* _Records shown_:
-- -- --
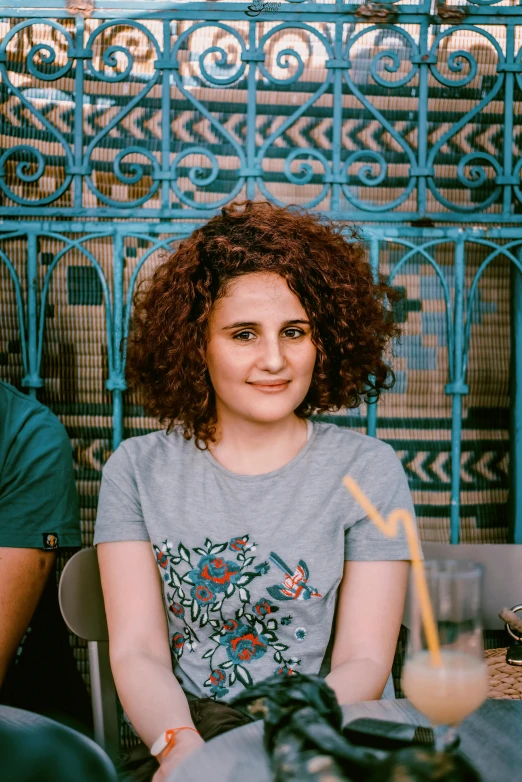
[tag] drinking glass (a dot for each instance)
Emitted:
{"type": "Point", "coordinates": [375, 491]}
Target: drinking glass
{"type": "Point", "coordinates": [448, 693]}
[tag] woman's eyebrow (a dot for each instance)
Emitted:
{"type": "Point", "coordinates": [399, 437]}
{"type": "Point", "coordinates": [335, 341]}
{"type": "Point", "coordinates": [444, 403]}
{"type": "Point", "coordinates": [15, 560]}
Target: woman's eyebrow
{"type": "Point", "coordinates": [245, 324]}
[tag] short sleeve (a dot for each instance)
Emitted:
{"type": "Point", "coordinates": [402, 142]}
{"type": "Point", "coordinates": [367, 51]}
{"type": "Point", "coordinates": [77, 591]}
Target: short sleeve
{"type": "Point", "coordinates": [386, 485]}
{"type": "Point", "coordinates": [119, 515]}
{"type": "Point", "coordinates": [38, 496]}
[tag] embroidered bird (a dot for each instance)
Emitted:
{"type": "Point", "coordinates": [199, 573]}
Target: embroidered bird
{"type": "Point", "coordinates": [294, 587]}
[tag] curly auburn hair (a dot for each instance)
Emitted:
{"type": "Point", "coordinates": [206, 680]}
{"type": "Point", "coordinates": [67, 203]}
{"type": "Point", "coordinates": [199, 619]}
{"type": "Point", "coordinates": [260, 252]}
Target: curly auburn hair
{"type": "Point", "coordinates": [351, 320]}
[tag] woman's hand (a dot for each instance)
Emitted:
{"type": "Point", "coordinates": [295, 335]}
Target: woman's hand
{"type": "Point", "coordinates": [186, 742]}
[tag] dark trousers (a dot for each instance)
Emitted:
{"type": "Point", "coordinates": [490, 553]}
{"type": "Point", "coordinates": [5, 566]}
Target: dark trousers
{"type": "Point", "coordinates": [211, 718]}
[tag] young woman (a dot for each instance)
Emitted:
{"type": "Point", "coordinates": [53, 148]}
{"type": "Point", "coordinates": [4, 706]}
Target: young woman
{"type": "Point", "coordinates": [229, 548]}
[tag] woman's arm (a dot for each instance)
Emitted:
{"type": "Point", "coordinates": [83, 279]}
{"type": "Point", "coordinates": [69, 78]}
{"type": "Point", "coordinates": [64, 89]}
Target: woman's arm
{"type": "Point", "coordinates": [369, 613]}
{"type": "Point", "coordinates": [139, 644]}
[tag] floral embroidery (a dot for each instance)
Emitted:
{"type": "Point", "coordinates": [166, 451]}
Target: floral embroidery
-- -- --
* _Work to do_: Please retype every one of the lines above character for character, and leave the pictures out of your answer.

* _Final result_:
[tag] drinking glass (a dot for each instance)
Emitted:
{"type": "Point", "coordinates": [375, 491]}
Target: drinking glass
{"type": "Point", "coordinates": [448, 693]}
[tag] woman's eyebrow (a dot for each instance)
Emitted:
{"type": "Point", "coordinates": [399, 437]}
{"type": "Point", "coordinates": [335, 341]}
{"type": "Point", "coordinates": [444, 403]}
{"type": "Point", "coordinates": [15, 560]}
Target: woman's eyebrow
{"type": "Point", "coordinates": [245, 324]}
[tag] short sleeve (a dot for each instance)
Emitted:
{"type": "Point", "coordinates": [402, 142]}
{"type": "Point", "coordinates": [367, 51]}
{"type": "Point", "coordinates": [77, 591]}
Target: short sleeve
{"type": "Point", "coordinates": [386, 485]}
{"type": "Point", "coordinates": [119, 515]}
{"type": "Point", "coordinates": [38, 496]}
[tag] embroidered bird (a dot for each instance)
Emitted:
{"type": "Point", "coordinates": [199, 573]}
Target: embroidered bird
{"type": "Point", "coordinates": [294, 587]}
[tag] curly auburn hair (a dot for each instance)
Emitted:
{"type": "Point", "coordinates": [206, 680]}
{"type": "Point", "coordinates": [67, 203]}
{"type": "Point", "coordinates": [199, 619]}
{"type": "Point", "coordinates": [260, 252]}
Target: curly auburn hair
{"type": "Point", "coordinates": [351, 320]}
[tag] woman's hand (a dot for each instance)
Emitted:
{"type": "Point", "coordinates": [295, 335]}
Target: woman's hand
{"type": "Point", "coordinates": [186, 742]}
[tag] dark trousers (a dot for each instance)
Emitted:
{"type": "Point", "coordinates": [490, 553]}
{"type": "Point", "coordinates": [5, 566]}
Target: dark trousers
{"type": "Point", "coordinates": [211, 718]}
[tag] young woman (a dot for each instance)
Emitted:
{"type": "Point", "coordinates": [53, 148]}
{"type": "Point", "coordinates": [4, 706]}
Target: young woman
{"type": "Point", "coordinates": [229, 548]}
[tag] woman's arm (a dot for each instance)
Emitted:
{"type": "Point", "coordinates": [83, 279]}
{"type": "Point", "coordinates": [69, 78]}
{"type": "Point", "coordinates": [64, 89]}
Target: woman's arm
{"type": "Point", "coordinates": [369, 613]}
{"type": "Point", "coordinates": [139, 644]}
[tag] floral embroidery (a dot for each instance)
Emitted:
{"type": "Point", "coordinates": [166, 451]}
Target: floral embroidery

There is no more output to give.